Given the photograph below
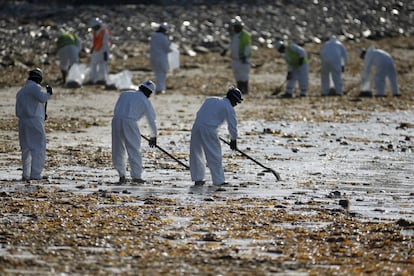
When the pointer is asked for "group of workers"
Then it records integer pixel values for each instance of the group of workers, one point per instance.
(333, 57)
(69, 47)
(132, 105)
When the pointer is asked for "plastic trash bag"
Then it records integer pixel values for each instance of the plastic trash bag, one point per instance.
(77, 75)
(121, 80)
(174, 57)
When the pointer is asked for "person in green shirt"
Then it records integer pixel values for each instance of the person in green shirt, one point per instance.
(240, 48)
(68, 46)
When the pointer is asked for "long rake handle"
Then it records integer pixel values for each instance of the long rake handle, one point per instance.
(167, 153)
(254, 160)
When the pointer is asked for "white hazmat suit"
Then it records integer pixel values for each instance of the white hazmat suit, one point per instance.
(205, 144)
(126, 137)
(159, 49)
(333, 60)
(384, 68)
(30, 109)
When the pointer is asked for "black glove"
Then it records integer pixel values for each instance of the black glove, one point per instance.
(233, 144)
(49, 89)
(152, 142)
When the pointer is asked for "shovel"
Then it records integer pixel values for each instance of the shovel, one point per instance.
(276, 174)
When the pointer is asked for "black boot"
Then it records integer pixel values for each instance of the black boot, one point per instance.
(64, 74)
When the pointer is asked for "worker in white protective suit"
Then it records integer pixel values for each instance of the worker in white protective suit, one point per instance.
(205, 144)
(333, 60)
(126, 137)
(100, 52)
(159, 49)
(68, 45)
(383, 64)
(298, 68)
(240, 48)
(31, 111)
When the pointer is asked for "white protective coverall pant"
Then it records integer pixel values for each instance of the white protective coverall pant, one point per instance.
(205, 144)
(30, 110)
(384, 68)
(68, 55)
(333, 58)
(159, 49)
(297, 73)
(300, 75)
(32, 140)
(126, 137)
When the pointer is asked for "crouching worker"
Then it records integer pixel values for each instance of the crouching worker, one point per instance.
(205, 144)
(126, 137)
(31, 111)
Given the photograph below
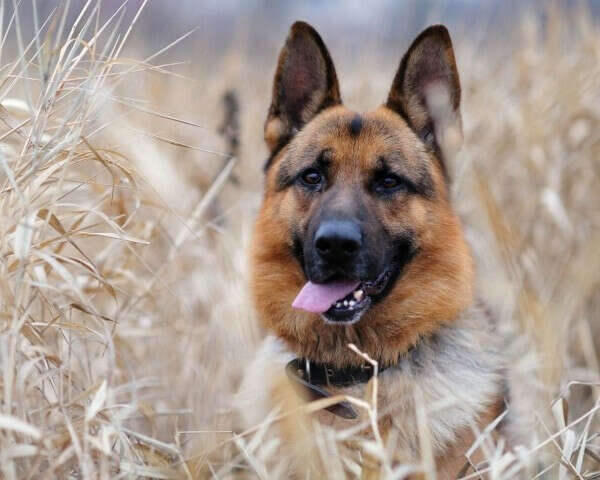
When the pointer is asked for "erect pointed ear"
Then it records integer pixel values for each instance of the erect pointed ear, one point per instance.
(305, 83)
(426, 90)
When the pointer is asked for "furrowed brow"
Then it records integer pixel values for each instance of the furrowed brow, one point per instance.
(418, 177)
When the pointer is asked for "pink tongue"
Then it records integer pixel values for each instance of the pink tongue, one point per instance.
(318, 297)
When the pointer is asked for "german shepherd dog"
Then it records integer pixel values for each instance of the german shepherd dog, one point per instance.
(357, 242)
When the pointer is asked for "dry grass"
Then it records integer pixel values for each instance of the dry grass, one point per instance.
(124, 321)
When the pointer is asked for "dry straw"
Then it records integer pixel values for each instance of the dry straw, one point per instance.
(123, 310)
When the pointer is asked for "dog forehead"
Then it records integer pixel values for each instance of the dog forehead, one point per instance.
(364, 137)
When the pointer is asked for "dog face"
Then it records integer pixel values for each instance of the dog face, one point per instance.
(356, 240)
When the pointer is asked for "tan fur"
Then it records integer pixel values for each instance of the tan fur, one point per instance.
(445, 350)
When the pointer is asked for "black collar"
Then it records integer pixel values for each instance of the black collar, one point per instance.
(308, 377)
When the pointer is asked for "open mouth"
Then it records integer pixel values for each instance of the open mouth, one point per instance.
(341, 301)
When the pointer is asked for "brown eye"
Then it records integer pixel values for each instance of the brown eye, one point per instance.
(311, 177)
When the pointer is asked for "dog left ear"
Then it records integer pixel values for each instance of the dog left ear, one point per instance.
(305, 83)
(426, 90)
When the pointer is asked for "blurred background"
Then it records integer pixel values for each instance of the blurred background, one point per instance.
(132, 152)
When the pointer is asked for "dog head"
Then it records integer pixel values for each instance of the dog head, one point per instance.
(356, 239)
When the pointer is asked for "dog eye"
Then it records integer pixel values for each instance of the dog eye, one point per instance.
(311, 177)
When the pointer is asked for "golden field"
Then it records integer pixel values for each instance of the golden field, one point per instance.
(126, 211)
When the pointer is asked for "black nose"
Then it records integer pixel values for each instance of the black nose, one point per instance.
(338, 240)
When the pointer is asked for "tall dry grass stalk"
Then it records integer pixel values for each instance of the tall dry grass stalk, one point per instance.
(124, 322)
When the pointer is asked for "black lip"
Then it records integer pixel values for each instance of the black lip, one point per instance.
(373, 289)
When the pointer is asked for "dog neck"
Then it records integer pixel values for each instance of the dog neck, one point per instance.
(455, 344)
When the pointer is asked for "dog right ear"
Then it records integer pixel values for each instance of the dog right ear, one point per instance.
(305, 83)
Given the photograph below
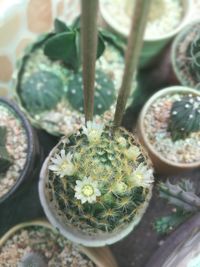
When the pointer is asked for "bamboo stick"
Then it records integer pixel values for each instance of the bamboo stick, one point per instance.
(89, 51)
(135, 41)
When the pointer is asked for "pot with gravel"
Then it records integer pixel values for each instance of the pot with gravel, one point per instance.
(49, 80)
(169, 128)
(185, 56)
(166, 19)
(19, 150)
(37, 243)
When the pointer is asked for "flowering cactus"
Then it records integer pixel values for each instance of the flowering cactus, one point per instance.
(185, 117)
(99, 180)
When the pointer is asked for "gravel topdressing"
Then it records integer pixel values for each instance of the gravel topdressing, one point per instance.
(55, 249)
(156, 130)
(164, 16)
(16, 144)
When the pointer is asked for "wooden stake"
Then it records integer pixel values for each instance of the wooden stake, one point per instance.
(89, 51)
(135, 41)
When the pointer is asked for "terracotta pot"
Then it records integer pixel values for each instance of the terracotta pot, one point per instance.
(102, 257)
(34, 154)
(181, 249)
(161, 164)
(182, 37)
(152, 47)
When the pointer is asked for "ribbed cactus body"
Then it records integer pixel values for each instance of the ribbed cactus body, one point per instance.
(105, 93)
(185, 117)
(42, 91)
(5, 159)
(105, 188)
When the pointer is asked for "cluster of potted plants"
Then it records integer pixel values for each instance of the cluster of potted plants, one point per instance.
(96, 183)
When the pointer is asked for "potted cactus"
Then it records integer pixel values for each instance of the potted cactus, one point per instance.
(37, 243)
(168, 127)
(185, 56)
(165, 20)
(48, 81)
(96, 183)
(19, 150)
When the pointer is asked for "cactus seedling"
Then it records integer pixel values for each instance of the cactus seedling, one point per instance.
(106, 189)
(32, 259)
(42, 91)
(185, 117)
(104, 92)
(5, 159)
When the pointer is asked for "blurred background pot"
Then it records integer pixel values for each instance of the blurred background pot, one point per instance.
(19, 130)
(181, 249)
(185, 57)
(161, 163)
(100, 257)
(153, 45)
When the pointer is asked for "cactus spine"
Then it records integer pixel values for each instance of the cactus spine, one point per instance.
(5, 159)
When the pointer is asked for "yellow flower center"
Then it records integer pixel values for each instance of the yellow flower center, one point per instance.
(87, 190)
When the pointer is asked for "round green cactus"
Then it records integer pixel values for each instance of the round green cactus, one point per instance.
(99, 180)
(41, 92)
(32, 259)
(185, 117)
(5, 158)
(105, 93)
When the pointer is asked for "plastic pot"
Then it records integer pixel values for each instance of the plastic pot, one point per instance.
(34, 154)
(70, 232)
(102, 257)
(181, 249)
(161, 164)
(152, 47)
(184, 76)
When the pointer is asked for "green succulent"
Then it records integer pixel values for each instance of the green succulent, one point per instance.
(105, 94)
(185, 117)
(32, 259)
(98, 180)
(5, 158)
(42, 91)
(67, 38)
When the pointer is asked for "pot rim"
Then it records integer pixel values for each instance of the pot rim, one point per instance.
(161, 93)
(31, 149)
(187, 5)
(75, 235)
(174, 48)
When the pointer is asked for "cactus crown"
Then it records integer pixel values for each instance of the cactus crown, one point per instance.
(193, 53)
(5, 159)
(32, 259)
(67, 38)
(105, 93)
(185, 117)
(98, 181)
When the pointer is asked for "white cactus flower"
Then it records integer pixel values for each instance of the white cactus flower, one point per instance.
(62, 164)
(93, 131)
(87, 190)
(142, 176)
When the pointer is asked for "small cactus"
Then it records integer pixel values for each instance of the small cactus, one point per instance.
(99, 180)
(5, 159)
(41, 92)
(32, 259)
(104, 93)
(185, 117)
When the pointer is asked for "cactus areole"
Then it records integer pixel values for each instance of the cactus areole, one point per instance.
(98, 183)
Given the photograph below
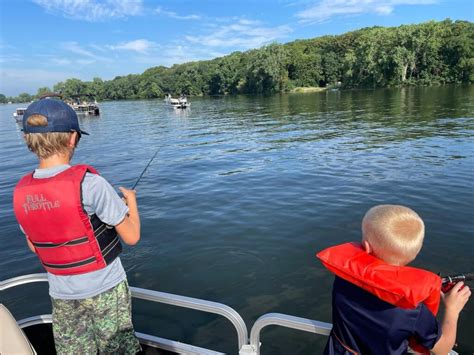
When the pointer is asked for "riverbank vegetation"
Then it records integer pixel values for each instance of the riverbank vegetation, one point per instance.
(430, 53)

▶ [Activity] Having located the line with "succulent, one point per instance.", copy it exactly along with every later line through the end of the listing above, but omit the pictures.

▶ [Answer space]
Then it records integer pixel values for each instance of the green succulent, one point per instance.
(105, 94)
(185, 117)
(32, 259)
(98, 180)
(5, 158)
(42, 91)
(67, 38)
When the pointer is asked for "pot rim"
Then it records integer pixel values for each instance of the pot rim, one point per instance.
(161, 93)
(31, 149)
(187, 5)
(75, 235)
(174, 48)
When the pointer is asked for "cactus crown"
Then it records integer pixel values for each instance of the cactus crown, one point per instance.
(193, 53)
(5, 159)
(32, 259)
(67, 38)
(105, 93)
(185, 117)
(98, 181)
When the pointer is asked for "white cactus flower"
Then it records integer pixel values for each instance of the white cactus flower, one point per instance.
(62, 164)
(93, 131)
(87, 190)
(142, 176)
When the pointer is asked for "small cactus"
Then it records integer pixel values for each instance of the small cactus, one point per instance.
(99, 180)
(5, 159)
(41, 92)
(32, 259)
(104, 93)
(185, 117)
When the pointer is asked for "cactus areole"
Then it records integer pixel values for each instance of the cactus areole, one point per instance.
(98, 183)
Given the photograph below
When the pointer is asked for "riverbank vegetation"
Then it records integer pixel values for each instance of the riverbank vegetation, one point per instance.
(430, 53)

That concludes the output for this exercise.